▶ _Saved entries_
________________________
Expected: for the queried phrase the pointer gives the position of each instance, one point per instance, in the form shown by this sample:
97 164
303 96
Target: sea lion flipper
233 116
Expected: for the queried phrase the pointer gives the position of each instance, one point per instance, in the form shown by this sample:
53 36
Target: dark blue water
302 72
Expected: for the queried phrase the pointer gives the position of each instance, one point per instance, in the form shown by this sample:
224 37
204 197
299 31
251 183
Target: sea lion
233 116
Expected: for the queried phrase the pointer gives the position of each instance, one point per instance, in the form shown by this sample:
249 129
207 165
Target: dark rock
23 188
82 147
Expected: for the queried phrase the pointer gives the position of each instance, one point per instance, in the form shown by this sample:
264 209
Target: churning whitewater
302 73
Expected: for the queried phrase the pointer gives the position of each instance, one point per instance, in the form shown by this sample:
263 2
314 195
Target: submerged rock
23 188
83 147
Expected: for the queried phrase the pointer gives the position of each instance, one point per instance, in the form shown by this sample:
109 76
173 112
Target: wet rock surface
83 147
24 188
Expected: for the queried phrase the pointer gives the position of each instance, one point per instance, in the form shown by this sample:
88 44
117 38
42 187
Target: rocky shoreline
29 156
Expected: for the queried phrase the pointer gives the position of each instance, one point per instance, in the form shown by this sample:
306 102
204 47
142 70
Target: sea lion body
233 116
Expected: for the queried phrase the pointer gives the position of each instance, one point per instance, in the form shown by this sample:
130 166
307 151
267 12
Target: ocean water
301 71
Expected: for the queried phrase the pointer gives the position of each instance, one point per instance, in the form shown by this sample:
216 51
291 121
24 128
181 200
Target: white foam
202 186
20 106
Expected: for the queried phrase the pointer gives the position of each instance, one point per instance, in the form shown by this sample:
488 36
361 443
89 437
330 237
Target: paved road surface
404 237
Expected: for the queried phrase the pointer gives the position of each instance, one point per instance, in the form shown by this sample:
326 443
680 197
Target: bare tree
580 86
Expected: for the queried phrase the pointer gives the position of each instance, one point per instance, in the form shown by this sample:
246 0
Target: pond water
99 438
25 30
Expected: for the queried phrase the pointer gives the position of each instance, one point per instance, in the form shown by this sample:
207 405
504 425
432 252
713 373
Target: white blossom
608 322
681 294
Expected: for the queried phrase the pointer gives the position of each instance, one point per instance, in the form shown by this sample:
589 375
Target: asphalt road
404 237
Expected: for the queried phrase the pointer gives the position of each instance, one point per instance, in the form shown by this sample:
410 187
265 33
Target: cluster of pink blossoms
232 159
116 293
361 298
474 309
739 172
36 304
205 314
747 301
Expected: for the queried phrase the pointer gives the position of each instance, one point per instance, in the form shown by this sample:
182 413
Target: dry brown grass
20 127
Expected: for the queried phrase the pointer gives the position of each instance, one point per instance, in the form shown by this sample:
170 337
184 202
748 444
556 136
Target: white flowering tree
________________________
Could you restate every record above word for word?

Expected: for the queried phrase the pointer gives the position of each instance, one point per instance, in the form shown by this sample:
97 164
303 96
Target: sea lion flipper
233 116
Expected: for the queried phrase the pointer gives the position of each instance, one point per instance, in the form shown by this sample:
53 36
Target: dark blue water
302 72
Expected: for the queried phrase the pointer gives the position of each instance, one point per instance, in the form shown by this sample:
224 37
204 197
299 31
251 183
Target: sea lion
233 116
Expected: for the queried phrase the pointer gives the position of each instance, one point per instance, in the form shown by this sample:
249 129
207 165
Target: dark rock
23 188
82 147
Expected: for the queried phrase the pointer gives the position of each instance, one point per instance, in the form shown by this sample:
264 209
Target: churning whitewater
302 73
Expected: for the queried phrase the pointer gives the position of each instance, one point per instance, in the form shown by this sample:
263 2
314 195
Target: submerged rock
23 188
83 147
Expected: for the queried phrase the pointer gives the position of each instance, one point per instance, in the form shown by this sample:
109 76
173 112
Target: wet rock surface
83 147
24 188
Expected: for the queried phrase the pointer gives the position of each instance, one point per instance, in the form shown by this sample:
88 44
117 38
42 187
Target: rocky shoreline
29 156
Expected: for the queried phrase the pointer gives the position of each instance, one point per instance, in the form shown by this sample:
306 102
204 47
142 70
Target: sea lion body
233 116
Expected: for the queried phrase the pointer gives the position of each instance, one point per instance, in the form shown by this sample:
130 166
307 151
267 12
Target: ocean water
301 71
Expected: for the queried phrase the pointer gives the position of each instance, one point per instance, in the form shown by this sample:
216 51
291 121
24 128
181 200
Target: white foam
202 186
20 106
Expected: for the queried phrase the pointer gives the position of each instance, one point per instance, in the form shown by this sample:
488 36
361 443
89 437
330 237
Target: paved road surface
404 237
Expected: for the queried phrase the pointer gives the position of each instance, one point per instance, in the form shown by this sample:
326 443
680 197
Target: bare tree
580 86
Expected: for the queried phrase the pointer gives the position of each instance, one point per instance, in the form shown by this sample:
246 0
Target: pond water
99 438
25 30
Expected: for the queried phrase the pointer gives the position of each instance, one point per instance, in the form shown by this sample:
207 405
504 425
432 252
713 373
Target: white blossom
608 322
681 294
Expected: for the queried phrase the pointer gives the position of each instance, one point per instance, in the form shown by this sample:
589 375
Target: asphalt road
404 237
Expected: for the queried phrase the pointer gives the position of each instance, one point per instance, in the form shown by this sample:
410 187
265 33
Target: cluster of pink blossoms
232 159
116 293
361 298
474 309
739 172
36 304
205 314
747 301
Expected: for the queried phrase the pointer gives the position of each instance, one point per instance, in the form shown by this sample:
182 413
Target: dry brown grass
20 127
Expected: for the queried phrase the pointer gives the position of each instance, one point per instance, in the form shown by this sample:
170 337
184 202
748 444
556 136
Target: white flowering tree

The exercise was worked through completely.